#### DOCUMENT PASSAGE
--*--

If people don't like the _Helicopter _quartet because of the noise it makes, that's fine. It's just that that says nothing about the music, only the individual listener's response to it.

If people don't like it because they don't understand how it's put together, then to criticise it or the composer because of that is just intellectually moribund. The answer is to find out how it's constructed and then assess it. If people don't want to make the effort, that's fine, too, but again it says nothing about the music.

Anyone who has read an analysis (or made their own) of the piece - even at a simple level - and then wishes to criticise it is on firmer ground.

I've already made my case (briefly) for Stockhausen here: http://www.talkclassical.com/17758-stockhausen-real-composer-put-2.html. I pointed out that, between 1950 and 1964, each of the 23 works he wrote in that period is, axiomatically, completely different from all the others (and every other piece of music ever composed). That makes it hard to assess the quality of the composer because you have to know most of the works well. It's not like hearing half a dozen Mozart piano concertos in the K400s and being able to make a reasonably accurate assessment of the whole canon, and being able to make inferences about Mozart's concertante style in general, his approach to the orchestra, his approach to the piano, and so on. An understanding of _Kontra-punkte_, say, ain't going to help you with _Gruppen _or _Kontakte_. Of course, as a listener, you don't need to know any of this, you only need to surrender to the hedonistic pleasure of the music.

Between 1964 and the start of _Licht _in 1977, there are many further unique works, though a bit of repetition creeps in: eg, _Telemusik _is a dry run for _Hymnen_, _Sternklang _is a vast extension of _Stimmung _and so on.

For those people who just want to use Stockhausen as a whipping boy (and there are some on TC) - just go ahead. It says nothing about the composer.

--*--

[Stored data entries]

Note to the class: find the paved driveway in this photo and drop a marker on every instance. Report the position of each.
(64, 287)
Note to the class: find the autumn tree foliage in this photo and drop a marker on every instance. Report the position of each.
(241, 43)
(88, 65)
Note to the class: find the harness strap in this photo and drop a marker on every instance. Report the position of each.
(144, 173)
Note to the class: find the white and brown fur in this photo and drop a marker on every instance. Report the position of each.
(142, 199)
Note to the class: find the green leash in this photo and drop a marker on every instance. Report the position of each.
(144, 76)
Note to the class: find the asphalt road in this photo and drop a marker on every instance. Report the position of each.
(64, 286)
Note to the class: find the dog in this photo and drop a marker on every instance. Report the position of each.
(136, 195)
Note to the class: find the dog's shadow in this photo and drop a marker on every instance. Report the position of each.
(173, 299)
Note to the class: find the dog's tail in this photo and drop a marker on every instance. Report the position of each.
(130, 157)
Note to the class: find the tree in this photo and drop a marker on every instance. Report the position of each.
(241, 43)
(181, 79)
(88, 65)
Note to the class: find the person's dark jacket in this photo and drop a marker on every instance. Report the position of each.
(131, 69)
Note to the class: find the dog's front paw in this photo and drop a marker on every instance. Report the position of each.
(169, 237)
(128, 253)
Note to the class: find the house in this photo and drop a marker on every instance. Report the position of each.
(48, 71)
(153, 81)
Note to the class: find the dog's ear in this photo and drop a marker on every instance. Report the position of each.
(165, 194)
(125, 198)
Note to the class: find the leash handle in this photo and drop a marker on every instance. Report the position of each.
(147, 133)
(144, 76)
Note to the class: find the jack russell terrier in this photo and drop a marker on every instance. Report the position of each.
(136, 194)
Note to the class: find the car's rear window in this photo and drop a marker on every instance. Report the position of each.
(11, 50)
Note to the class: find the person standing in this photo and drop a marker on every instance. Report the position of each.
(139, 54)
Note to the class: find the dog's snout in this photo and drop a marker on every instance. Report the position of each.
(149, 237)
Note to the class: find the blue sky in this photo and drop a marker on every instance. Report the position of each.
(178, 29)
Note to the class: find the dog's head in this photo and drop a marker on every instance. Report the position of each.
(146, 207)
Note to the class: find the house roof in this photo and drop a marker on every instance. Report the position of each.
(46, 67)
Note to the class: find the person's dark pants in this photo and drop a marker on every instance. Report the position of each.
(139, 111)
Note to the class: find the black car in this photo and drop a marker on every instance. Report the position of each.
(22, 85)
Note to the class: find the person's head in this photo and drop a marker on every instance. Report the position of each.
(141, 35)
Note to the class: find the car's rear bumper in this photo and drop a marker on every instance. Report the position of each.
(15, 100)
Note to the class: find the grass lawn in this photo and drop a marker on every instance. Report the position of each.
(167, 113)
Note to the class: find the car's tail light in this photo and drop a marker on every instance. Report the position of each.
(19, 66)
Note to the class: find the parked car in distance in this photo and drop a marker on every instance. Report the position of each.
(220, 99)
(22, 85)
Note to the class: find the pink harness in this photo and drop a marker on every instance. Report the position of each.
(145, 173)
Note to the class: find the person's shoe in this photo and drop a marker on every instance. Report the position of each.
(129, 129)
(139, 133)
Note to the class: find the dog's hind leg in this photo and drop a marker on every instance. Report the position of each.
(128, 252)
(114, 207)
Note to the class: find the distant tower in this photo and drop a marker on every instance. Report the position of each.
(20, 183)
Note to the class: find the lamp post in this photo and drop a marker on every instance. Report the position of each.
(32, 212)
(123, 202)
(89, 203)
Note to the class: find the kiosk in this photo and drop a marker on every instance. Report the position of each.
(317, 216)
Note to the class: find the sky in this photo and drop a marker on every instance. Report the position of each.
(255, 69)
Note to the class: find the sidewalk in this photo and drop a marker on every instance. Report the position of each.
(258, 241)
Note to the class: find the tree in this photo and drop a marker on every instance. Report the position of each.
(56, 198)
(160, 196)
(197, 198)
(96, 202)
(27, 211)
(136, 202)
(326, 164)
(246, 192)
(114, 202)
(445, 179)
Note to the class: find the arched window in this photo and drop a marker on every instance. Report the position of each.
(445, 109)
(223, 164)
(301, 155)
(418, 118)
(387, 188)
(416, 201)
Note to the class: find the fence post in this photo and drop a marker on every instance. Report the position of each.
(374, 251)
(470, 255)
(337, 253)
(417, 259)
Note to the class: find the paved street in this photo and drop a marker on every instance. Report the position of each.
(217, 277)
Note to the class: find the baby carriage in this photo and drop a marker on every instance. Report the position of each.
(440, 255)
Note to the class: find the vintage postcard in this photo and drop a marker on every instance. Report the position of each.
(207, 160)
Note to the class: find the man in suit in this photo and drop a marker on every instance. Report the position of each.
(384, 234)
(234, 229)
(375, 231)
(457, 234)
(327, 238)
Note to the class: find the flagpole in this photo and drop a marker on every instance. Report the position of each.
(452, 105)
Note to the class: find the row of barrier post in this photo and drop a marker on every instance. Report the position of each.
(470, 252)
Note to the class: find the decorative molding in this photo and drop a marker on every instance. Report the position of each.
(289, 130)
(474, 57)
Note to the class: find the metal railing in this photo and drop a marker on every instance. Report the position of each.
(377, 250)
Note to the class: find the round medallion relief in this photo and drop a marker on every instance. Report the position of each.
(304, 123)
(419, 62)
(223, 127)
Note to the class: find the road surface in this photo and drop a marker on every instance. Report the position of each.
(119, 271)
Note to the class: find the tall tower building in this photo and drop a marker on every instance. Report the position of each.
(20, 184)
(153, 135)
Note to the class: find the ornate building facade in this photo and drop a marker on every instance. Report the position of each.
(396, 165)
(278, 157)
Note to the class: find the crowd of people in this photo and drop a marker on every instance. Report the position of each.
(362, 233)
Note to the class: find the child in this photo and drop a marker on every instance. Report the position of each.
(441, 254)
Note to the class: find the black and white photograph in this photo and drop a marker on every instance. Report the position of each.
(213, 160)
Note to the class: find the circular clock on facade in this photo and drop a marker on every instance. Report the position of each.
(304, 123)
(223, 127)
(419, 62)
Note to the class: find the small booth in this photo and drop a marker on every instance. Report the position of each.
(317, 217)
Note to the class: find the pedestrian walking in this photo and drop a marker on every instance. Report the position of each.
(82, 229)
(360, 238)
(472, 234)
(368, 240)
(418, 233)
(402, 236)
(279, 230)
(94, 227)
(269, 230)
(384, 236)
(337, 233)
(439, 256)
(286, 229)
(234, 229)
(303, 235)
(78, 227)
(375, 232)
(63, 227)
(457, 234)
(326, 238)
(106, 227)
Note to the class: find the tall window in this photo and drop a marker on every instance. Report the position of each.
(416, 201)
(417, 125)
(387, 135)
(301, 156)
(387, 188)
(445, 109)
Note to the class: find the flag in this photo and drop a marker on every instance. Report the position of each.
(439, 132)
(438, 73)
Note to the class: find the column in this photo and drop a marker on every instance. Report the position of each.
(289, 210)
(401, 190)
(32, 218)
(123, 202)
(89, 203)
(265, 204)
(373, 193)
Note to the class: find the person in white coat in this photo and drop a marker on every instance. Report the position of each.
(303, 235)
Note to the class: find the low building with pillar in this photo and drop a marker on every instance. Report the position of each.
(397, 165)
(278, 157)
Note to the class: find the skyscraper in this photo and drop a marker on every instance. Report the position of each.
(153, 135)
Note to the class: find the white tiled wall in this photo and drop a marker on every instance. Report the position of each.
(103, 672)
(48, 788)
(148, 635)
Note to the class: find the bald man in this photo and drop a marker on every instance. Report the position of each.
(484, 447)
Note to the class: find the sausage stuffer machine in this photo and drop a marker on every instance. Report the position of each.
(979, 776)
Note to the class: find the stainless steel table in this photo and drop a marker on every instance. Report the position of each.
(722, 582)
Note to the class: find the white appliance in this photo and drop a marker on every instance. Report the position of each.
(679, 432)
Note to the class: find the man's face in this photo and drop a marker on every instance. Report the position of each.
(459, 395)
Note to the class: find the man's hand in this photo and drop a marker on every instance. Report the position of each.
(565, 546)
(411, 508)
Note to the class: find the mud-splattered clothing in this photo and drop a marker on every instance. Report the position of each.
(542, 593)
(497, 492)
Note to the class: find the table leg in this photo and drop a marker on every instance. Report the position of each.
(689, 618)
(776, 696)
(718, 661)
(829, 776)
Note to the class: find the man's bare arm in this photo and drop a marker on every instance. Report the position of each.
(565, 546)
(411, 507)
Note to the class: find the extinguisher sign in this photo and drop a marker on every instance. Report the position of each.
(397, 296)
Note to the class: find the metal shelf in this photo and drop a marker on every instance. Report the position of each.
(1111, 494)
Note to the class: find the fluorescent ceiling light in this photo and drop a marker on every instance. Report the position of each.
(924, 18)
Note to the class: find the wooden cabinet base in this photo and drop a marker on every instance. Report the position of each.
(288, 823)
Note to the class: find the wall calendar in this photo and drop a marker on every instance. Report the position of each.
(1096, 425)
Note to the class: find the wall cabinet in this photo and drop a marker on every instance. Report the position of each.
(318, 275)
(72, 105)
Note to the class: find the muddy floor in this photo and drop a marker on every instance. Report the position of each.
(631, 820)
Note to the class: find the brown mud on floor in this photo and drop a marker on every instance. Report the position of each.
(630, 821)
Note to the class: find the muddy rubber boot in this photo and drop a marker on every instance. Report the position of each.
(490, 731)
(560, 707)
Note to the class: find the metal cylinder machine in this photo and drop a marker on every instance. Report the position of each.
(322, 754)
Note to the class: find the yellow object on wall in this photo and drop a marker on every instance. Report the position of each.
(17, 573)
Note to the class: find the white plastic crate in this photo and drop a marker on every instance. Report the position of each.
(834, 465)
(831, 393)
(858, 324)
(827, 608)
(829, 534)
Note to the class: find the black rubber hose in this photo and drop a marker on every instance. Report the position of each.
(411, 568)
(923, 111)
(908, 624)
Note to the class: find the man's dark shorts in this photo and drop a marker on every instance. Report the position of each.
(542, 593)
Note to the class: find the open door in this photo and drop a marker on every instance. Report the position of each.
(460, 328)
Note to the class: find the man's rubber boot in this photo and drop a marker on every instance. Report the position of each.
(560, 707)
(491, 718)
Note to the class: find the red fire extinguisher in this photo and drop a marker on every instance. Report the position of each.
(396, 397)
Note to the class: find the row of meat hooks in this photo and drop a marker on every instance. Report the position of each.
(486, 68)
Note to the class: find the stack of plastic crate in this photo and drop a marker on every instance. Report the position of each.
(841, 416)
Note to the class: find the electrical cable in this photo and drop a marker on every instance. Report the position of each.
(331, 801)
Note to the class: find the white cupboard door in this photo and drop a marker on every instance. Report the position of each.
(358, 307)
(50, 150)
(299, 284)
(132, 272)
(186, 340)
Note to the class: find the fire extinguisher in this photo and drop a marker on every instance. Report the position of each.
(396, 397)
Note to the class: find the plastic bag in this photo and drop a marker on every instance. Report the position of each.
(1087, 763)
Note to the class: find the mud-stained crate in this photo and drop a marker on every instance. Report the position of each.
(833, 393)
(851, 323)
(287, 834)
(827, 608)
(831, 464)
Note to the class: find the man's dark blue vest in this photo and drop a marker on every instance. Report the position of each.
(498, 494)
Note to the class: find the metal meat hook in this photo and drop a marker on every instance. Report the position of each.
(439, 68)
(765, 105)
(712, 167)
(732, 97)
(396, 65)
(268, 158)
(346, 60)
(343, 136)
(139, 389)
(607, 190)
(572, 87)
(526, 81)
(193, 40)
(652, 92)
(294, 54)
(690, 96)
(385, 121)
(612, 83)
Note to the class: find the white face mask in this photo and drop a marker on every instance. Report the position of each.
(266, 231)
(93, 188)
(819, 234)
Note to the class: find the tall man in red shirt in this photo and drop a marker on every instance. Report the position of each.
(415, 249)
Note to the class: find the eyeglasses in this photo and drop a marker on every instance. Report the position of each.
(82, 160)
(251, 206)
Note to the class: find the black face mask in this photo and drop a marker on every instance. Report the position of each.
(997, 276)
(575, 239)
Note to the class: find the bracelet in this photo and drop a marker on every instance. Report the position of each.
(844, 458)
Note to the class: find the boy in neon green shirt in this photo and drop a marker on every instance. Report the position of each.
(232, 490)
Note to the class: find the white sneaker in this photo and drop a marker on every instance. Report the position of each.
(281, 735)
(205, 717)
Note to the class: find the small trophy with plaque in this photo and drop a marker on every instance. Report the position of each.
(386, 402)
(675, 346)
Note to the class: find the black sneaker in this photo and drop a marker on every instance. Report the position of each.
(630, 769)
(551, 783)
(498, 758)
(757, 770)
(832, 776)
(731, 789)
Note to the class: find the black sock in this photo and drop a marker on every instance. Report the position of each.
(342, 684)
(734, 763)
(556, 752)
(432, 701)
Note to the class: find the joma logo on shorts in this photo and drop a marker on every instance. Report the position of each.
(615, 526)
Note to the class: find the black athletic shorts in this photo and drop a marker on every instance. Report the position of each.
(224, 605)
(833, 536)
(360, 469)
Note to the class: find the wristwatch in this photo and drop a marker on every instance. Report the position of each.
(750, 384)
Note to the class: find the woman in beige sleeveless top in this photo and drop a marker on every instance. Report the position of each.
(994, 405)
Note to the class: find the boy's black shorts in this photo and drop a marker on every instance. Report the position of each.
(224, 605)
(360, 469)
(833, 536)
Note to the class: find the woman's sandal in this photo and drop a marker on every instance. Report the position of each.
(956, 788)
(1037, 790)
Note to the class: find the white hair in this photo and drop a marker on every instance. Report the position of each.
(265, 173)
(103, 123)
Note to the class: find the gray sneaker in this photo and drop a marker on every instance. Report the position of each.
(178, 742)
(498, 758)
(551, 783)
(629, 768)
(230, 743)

--*--

#### WHAT TO WORK ON
1. Repeat the portion of the Stockhausen forum post between "If people don't like the" and "response to it.", inclusive.
2. In the Stockhausen forum post, which work is described as a dry run for Hymnen?
3. Write a continuation of the Stockhausen forum post that picks up after its final sentence.
The data above is separate from the Stockhausen forum post.

#### RESULTS IN ORDER
1.
If people don't like the _Helicopter _quartet because of the noise it makes, that's fine. It's just that that says nothing about the music, only the individual listener's response to it.

2. Telemusik

3.
For those who are genuinely bemused by the composer, but have an open mind, I would *not *suggest the _Helicopter _quartet - or _Gruppen_. Bearing in mind what is actually available easily, I suggest choosing _Kontakte_. There is a fine performance by Jonny Axelsson and Fredrik Ullen on Caprice CAP21642. In this work for piano, percussion and electronic music, Stockhausen extends the range of timbres available from a piano and a large battery of percussion instruments into the electronic realm. It is essentially a duet for electronics and humans (and the electronic component is a satisfying stand-alone work). If you hear it as a work about sounds, sound quality and timbre, and if you think of it as that duet, you'll get it with half a dozen listenings.

Have I answered the question?


----------



## Jeremy Marchant (Mar 11, 2010)

martijn said:


> ...The best proof is that it largely has remained unsuccesfull and can stand no comparison to the system of tonality that lasted for centuries.


Far from being a proof, that is just an opinion. As Mr Wikipedia would say, "citation needed". Please make your case.


----------



## violadude (May 2, 2011)

I love it. I have not studied it or anything as it seems Jeremy has. But I think the sound of the helicopters gives a power and a certain depth in its own right to the sound of the string quartet.


----------



## sah (Feb 28, 2012)

Same answer that <violadude>.
However, I don't think it's one of my favorites pieces.


----------



## ComposerOfAvantGarde (Dec 2, 2011)

I love it, but it isn't my favourite excerpt from Licht. What _has_ to happen is for an opera company to perform the entire cycle one opera a night from Monday through to Sunday.

EDIT: Actually I know someone who detests all classical music except for that half hour selection from Licht. They love the Helicopter SQ but hates Beethoven.:lol:


----------



## norman bates (Aug 18, 2010)

quite good, but is NOTHING compared to my nuclear explosion piano quintet. The only problem for a performance is the current price of the uranium and you know, the radiations.


----------



## NightHawk (Nov 3, 2011)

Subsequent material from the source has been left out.